Was die Deutsche Bahn und Yoga-Studios gemeinsam haben: Mehr Fahrgäste durch gute Neujahrsvorsätze

2020 nutzen mehr Menschen als sonst die Deutsche Bahn. Das hat nicht nur mit günstigeren Preisen zu tun. Ein Kommentar.

Ein Kommentar von Ariane Bemmer

Vielleicht waren Yogastudios und die Deutsche Bahn AG sich noch nie so ähnlich wie im Januar 2020: gut für die Gesundheit (hier Mensch, da Klima) – und so voll wie selten. Letzteres ist für die Bahn, anders als für Yogastudios, als jahreszeitliches Phänomen neu.

Im Januar fuhren 12,2 Millionen Menschen mit der Bahn. Das ist ein Plus von 10,7 Prozent verglichen mit dem Vormonat Dezember. Bahn-Chef Richard Lutz erklärt das mit quasi objektiven Gründen, nämlich Geld und Service. Die Ticketpreise sind bekanntlich mit der Absenkung der Mehrwertsteuer von 19 auf sieben Prozent billiger geworden. Außerdem wurde in Fahrzeugflotte und Personal investiert. Das wird alles richtig sein, aber in der Liste fehlt etwas: der Faktor nämlich, der die Yogastudios füllt. Und das ist der gute Vorsatz zum neuen Jahr.

Mehr Bürgerinnen und Bürger als je zuvor sind weich geworden. Nach zwei Jahren sind sie schwer getroffen durch ein Dauerfeuer aus Klimakatastrophennachrichten, niedergewittert mit Tweets zum Thema Flugscham, des Atems beraubt durch immer noch schlimmere Meldungen zu Feinstaub- und Dieselabgaswerten und dann noch getroffen durch einen ADAC, der von der eisern verteidigten Frontlinie der Kein-Tempolimit-solange-wir-leben-Ritter abweicht. Sie haben zwischen Weihnachtsbaum und Silvesterrakete eingesehen, dass sich in Sachen Fortbewegung etwas tun muss, genauer: dass sie etwas tun müssen. Und warum nicht gleich ab 2020?

**Arbeitsauftrag A**
Wie viele Menschen fuhren laut dem Kommentar zur Deutschen Bahn im Januar mit der Bahn?
**Arbeitsauftrag B**
Geben Sie aus dem Kommentar zur Deutschen Bahn den Abschnitt von „Ein Kommentar von“ bis einschließlich „jahreszeitliches Phänomen neu.“ wortgetreu wieder.
**Arbeitsauftrag C**
Führen Sie den Kommentar über die Deutsche Bahn und die guten Vorsätze zum neuen Jahr ab der Stelle fort, an der er endet.
Das Material ist hierfür ohne Belang.

[Datensätze aus einem Set zur Punktbeschriftung]
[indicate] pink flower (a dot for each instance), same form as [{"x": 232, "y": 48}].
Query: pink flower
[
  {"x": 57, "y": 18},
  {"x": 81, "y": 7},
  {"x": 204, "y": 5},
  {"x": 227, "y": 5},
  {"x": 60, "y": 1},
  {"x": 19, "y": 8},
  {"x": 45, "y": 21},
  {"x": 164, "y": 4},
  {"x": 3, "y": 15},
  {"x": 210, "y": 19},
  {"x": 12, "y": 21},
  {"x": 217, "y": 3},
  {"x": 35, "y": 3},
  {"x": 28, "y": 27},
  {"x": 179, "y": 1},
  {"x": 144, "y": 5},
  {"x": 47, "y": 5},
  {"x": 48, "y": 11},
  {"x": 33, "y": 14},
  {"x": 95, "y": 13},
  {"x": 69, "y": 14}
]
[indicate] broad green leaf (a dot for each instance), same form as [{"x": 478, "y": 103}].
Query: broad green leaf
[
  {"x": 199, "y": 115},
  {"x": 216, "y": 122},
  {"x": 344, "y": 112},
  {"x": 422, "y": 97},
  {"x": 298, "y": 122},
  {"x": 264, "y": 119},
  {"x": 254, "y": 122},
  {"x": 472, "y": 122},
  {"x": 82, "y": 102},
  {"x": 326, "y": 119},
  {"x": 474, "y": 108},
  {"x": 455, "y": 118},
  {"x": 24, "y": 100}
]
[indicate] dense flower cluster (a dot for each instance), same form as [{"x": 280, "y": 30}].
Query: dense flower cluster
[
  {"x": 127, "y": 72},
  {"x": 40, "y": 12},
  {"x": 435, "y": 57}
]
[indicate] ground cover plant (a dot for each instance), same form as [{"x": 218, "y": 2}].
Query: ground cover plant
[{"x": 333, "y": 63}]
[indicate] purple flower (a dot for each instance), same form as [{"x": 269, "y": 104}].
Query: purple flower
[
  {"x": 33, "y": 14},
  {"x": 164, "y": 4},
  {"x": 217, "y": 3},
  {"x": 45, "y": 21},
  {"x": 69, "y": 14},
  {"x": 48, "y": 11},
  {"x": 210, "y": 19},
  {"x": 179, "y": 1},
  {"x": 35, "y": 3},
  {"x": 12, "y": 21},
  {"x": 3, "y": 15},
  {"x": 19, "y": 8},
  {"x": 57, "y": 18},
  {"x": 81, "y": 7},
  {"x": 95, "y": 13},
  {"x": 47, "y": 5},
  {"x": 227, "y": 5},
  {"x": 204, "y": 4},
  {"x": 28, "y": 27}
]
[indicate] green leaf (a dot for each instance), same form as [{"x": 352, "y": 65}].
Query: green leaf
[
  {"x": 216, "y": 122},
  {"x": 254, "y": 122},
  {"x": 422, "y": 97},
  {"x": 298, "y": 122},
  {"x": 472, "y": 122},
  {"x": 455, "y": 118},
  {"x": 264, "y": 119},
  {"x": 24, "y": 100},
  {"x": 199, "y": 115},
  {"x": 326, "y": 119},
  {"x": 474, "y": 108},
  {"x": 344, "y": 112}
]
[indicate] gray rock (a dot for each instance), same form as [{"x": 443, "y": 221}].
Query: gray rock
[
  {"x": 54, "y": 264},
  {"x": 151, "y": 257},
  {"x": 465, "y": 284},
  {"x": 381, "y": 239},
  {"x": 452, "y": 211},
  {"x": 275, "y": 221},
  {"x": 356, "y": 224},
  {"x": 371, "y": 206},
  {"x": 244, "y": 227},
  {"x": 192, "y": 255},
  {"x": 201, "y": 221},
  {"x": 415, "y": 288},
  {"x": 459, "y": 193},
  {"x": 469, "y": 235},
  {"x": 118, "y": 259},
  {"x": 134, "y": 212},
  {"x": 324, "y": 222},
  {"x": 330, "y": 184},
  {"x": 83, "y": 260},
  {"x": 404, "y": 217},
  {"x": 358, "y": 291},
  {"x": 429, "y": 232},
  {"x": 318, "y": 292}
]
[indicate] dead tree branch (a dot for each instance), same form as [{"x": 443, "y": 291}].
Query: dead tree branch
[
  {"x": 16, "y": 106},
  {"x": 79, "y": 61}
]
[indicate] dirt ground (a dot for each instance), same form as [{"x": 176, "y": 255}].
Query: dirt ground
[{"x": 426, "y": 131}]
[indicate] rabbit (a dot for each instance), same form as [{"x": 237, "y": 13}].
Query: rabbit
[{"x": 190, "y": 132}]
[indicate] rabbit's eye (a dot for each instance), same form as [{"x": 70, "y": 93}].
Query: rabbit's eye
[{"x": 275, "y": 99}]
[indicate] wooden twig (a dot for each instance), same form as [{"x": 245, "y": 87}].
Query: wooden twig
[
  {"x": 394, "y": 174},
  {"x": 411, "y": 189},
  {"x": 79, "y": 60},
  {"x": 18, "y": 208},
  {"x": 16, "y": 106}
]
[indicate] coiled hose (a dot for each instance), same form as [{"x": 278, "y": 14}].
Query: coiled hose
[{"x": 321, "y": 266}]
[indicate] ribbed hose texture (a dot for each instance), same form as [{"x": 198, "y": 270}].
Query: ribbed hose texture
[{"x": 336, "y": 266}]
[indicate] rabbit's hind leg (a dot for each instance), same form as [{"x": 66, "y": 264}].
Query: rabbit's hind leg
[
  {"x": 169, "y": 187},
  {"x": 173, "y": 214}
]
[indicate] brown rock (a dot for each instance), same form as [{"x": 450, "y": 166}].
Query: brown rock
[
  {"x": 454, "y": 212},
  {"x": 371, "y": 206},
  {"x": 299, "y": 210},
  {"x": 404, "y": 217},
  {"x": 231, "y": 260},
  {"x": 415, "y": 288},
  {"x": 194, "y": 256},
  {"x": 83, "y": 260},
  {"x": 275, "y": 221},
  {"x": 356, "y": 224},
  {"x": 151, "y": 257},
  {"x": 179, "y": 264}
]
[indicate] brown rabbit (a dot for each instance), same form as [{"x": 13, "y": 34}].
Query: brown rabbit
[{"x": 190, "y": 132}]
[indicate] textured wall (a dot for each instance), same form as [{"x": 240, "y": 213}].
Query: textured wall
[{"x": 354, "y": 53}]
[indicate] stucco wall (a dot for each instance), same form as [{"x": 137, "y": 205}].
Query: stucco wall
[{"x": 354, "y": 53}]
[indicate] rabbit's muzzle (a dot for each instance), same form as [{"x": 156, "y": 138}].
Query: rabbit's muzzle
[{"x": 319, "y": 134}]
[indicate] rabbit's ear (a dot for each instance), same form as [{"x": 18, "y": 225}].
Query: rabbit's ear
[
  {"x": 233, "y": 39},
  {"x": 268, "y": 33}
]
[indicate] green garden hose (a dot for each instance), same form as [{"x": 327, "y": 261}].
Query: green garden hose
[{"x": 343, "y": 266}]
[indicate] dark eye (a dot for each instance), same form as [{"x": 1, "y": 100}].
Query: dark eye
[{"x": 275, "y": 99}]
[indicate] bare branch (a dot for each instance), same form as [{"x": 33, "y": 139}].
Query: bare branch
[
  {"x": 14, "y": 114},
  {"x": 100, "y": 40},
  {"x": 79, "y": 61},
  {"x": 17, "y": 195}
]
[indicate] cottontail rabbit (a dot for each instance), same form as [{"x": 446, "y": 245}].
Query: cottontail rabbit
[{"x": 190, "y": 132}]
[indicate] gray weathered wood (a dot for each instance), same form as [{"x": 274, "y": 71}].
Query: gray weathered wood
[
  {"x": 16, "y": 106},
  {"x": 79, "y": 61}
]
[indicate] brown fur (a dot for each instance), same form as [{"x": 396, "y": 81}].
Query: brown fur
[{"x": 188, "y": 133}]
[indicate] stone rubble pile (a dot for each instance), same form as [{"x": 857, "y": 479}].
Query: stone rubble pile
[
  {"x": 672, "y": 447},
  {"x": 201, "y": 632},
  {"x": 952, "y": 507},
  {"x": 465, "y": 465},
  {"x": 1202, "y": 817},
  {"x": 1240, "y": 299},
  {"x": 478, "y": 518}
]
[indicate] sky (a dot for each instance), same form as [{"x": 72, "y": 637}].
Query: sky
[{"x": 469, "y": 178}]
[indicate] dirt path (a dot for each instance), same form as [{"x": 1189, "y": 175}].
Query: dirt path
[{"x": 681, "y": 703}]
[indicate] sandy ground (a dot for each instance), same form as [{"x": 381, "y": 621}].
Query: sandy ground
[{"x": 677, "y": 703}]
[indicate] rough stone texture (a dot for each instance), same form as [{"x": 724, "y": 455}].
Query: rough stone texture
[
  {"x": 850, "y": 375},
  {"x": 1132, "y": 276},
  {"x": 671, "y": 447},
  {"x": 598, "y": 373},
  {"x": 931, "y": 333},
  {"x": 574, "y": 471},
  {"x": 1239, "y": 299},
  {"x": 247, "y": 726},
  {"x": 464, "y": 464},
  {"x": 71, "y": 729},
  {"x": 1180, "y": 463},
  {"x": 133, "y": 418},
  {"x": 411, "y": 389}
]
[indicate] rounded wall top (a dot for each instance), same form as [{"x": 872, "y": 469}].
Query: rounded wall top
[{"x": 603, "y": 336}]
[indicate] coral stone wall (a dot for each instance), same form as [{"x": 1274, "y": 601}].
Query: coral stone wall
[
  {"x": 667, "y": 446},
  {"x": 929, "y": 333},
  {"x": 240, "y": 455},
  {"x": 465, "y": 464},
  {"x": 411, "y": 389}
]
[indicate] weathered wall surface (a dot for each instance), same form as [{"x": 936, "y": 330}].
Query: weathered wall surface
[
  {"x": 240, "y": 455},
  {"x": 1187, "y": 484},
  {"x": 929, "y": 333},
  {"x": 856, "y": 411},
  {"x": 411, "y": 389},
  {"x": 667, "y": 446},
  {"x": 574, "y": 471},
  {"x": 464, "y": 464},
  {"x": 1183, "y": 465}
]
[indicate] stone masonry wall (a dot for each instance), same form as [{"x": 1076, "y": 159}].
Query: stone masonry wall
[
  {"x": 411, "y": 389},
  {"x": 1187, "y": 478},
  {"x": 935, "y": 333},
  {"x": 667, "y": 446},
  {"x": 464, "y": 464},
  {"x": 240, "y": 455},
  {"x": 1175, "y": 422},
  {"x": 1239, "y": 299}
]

**Ergebnis der Übung A**
12,2 Millionen Menschen.

**Ergebnis der Übung B**
Ein Kommentar von Ariane Bemmer

Vielleicht waren Yogastudios und die Deutsche Bahn AG sich noch nie so ähnlich wie im Januar 2020: gut für die Gesundheit (hier Mensch, da Klima) – und so voll wie selten. Letzteres ist für die Bahn, anders als für Yogastudios, als jahreszeitliches Phänomen neu.

**Ergebnis der Übung C**
Also nicht nur Diätpläne erstellt, Yoga-Schnupperkurse gebucht, das Amazon-Konto gelöscht, sondern flugs auch die Schnupper-Bahncard25 gekauft und irgendwo hingefahren, wohin einen sonst das Auto gebracht hätte. Und wie die erste Yogastunde Begeisterung weckt (fühle mich wie neu geboren!), dürfte auch die erste Bahnfahrt (so leise, so schnell, so stresslos!) für Euphorie gesorgt haben.

Aber das kann nur der Anfang sein. Yogastudio-Besitzer wissen längst, dass Januar und Februar die Matten so voll sind, dass einem stickig werden kann, und man den Lehrkräften besser Urlaube streicht. Entscheidend aber ist der März.

Dann erst zeigt sich, ob man neue Kunden gewonnen hat oder reingefallen ist auf einen Haufen Gutenvorsatzfasser, die sich weder mit dem herabschauenden Hund noch der liegenden Taube jemals anfreunden werden und sich nur noch in die Kurse quälen, weil sie vor sich selbst nicht schlappmachen wollen. Die steigen dann auch bald wieder ins Auto.